Wpisy ze wskazaniami oznaczonych obiektów

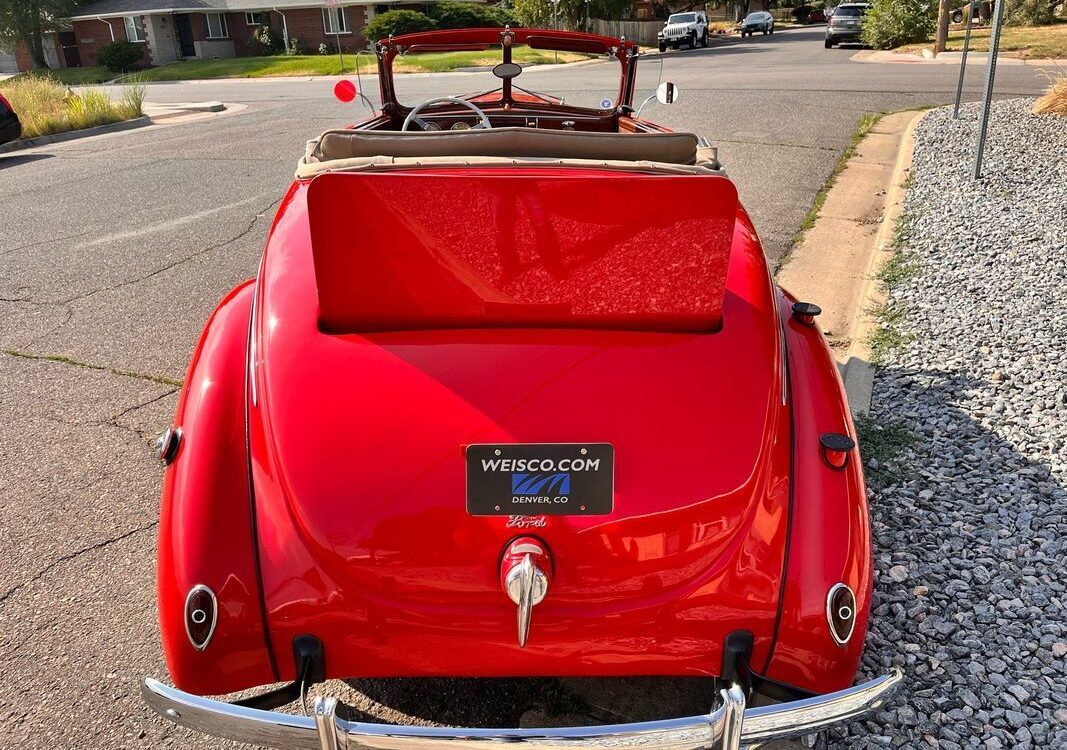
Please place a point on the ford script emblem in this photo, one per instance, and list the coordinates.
(526, 522)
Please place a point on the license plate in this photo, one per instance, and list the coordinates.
(540, 479)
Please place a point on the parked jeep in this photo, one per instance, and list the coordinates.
(684, 28)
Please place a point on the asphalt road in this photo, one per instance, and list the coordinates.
(114, 250)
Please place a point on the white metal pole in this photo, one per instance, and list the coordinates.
(990, 76)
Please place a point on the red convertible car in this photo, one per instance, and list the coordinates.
(512, 394)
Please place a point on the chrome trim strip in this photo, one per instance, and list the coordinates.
(707, 732)
(733, 719)
(253, 337)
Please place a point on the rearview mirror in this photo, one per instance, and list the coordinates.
(667, 93)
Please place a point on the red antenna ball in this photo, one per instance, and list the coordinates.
(345, 91)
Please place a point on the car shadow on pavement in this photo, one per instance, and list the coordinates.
(529, 701)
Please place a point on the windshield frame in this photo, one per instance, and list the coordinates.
(623, 50)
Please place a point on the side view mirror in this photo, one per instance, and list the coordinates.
(667, 93)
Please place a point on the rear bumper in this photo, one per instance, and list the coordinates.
(728, 727)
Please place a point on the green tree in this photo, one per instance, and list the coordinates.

▶ [TREŚĆ ZADANIA]: Przeskaluj wszystkie powyższe linie: przepisz je w całości, a każdą współrzędną w odpowiedziach pomnóż przez 2,2 i zaokrąglij do liczby całkowitej, połówki w górę. Obrazy pomiń.

▶ [WYNIK]:
Please place a point on the ford script emblem in this photo, one per instance, and list the coordinates.
(1157, 1148)
Please place a point on the license plate in this photo, one per instance, and list the coordinates.
(1188, 1054)
Please place a point on the parked jeep in this photo, one per instance, and list the coordinates.
(1505, 62)
Please place a point on the asphalt road in this photo, one per instance, and list the coordinates.
(251, 550)
Please place a point on the white metal pole in this photo, one per instance, and list the coordinates.
(2178, 167)
Please place a point on the red convertible car in this photo, one per instance, and list the coordinates.
(1126, 867)
Please place a point on the chrome trim strip in this photo, one per instance, and list the coordinates.
(1555, 1610)
(1613, 1582)
(557, 741)
Please place a point on the rearview mirror in this photo, one per instance, and list the coordinates.
(1467, 205)
Please place a point on the red antenna ball in this photo, one per instance, and list the coordinates.
(759, 200)
Please place a point on the car shadow on pavement in this photo, one per instance, and list the coordinates.
(1164, 1542)
Please place a point on the windshield frame in this photo, one per instance, and list the coordinates.
(1371, 110)
Please place a point on the side view mirror in this photo, one per instance, and list the coordinates.
(1467, 205)
Please place a point on the rear bumper in this photo, one per instance, and list the coordinates.
(1602, 1599)
Please place a point on the green tree in this photo, one per instance, and list the coordinates.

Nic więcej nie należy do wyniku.